---------- Records provided ----------

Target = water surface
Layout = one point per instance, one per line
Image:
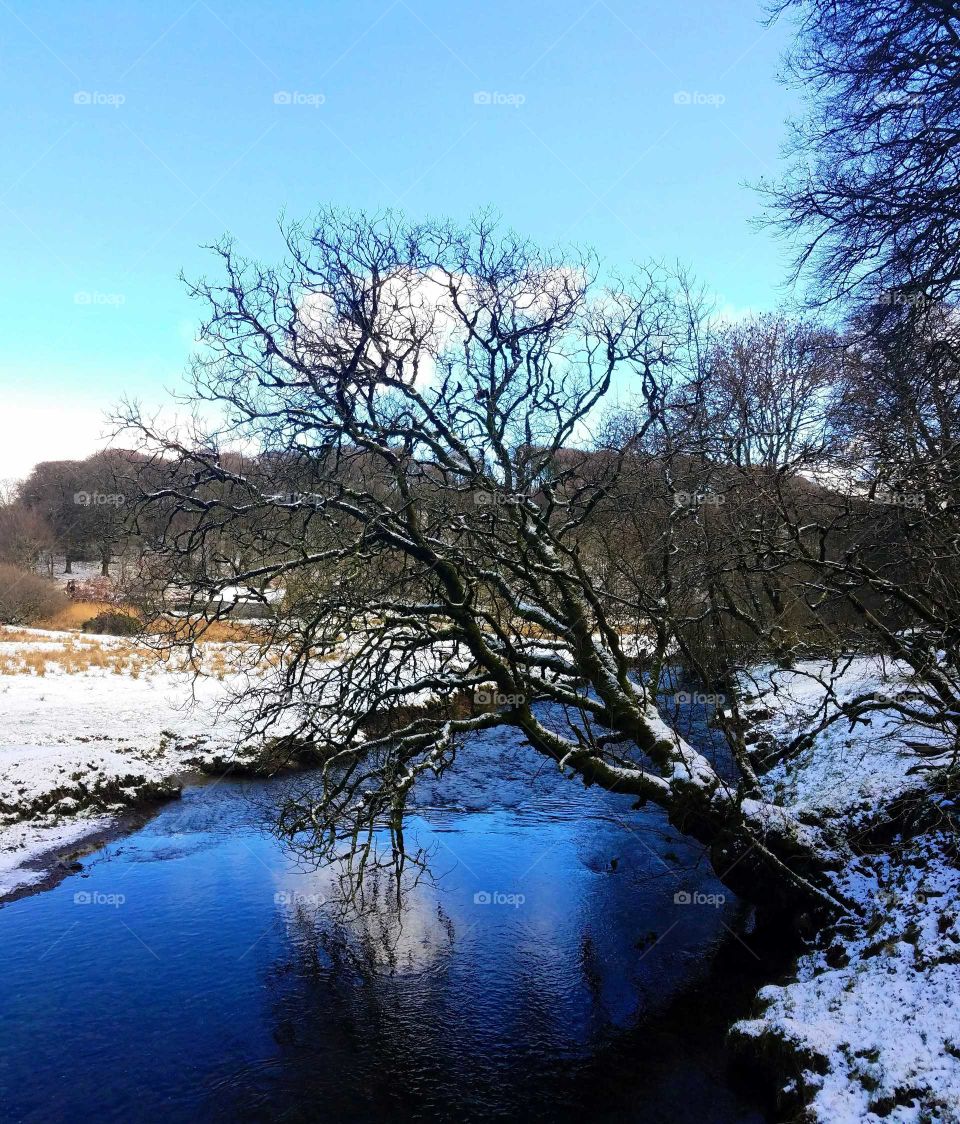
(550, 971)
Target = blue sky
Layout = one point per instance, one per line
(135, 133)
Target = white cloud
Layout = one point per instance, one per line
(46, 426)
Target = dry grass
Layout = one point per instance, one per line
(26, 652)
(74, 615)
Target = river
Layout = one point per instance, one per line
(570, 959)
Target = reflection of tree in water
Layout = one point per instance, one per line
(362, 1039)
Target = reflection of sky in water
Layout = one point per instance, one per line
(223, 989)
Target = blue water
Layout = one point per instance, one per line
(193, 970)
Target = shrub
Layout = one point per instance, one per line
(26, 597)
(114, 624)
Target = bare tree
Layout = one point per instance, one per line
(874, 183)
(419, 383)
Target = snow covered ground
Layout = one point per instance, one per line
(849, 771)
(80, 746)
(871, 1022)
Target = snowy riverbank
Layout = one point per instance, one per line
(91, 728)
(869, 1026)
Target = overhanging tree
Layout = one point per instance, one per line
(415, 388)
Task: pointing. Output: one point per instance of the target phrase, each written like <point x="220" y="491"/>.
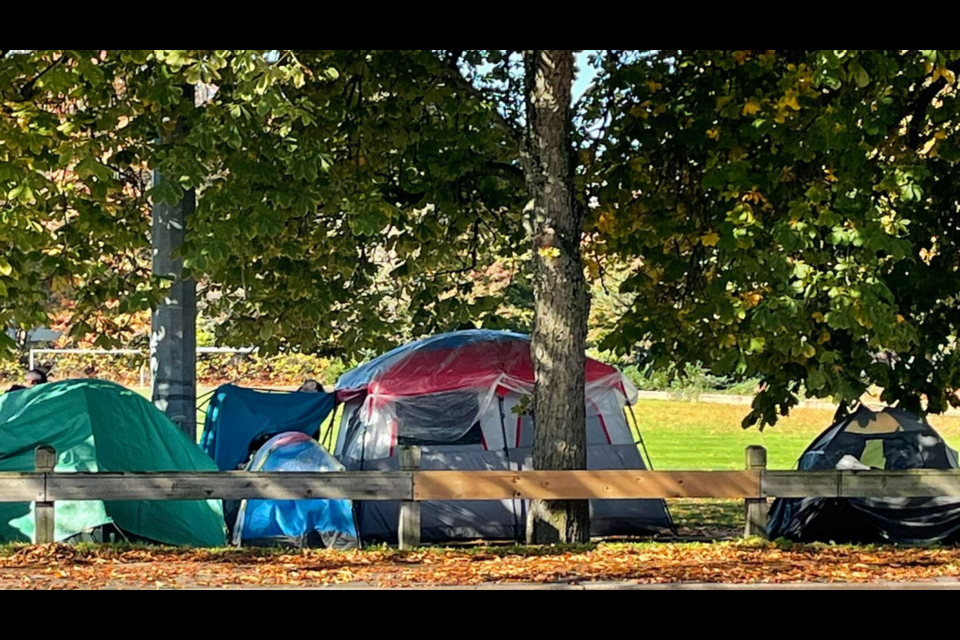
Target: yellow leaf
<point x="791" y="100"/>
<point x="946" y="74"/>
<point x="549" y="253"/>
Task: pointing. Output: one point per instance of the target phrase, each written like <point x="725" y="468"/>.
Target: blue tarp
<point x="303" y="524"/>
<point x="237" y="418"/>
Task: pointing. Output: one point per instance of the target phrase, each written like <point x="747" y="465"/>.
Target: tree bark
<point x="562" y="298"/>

----------

To be done: Output every item above line for line without changes, omitting the pictures.

Output of the exercise:
Target = water surface
Layout = one point per instance, one per line
Image:
(550, 971)
Target = blue sky
Layout = one point per instance, one per line
(135, 133)
Target = white cloud
Layout = one point per instance, one per line
(46, 426)
Target = dry grass
Layout = one point per instance, one per line
(26, 652)
(74, 615)
Target = river
Layout = one point per instance, one per line
(570, 959)
Target = reflection of tree in water
Layout = one point per instance, one per line
(362, 1039)
Target = reflection of sky in water
Layout = one point per instance, one per line
(223, 989)
Target = blue water
Layout = one point per instance, one per line
(193, 970)
Target = shrub
Layout = one point per instance, one per line
(26, 597)
(114, 624)
Target = bare tree
Layout = one point per instance, one per line
(874, 183)
(419, 383)
Target = snow covered ground
Layout = one point per instance, one per line
(849, 771)
(80, 746)
(871, 1022)
Target = snowy riverbank
Layout = one point per instance, one per line
(91, 728)
(869, 1026)
Target = overhanging tree
Layout = one point per instance, one per line
(415, 388)
Task: pointing. Output: one point per instance of the target phrase, each written like <point x="220" y="491"/>.
Target: yellow leaf
<point x="791" y="100"/>
<point x="946" y="74"/>
<point x="549" y="253"/>
Task: pointing. Output: one point per instance of the target phrase, each written like <point x="725" y="468"/>.
Target: blue tarp
<point x="303" y="524"/>
<point x="237" y="418"/>
Task: pointing. Output: one point per instance of the target phrase, each written like <point x="747" y="465"/>.
Target: tree bark
<point x="562" y="298"/>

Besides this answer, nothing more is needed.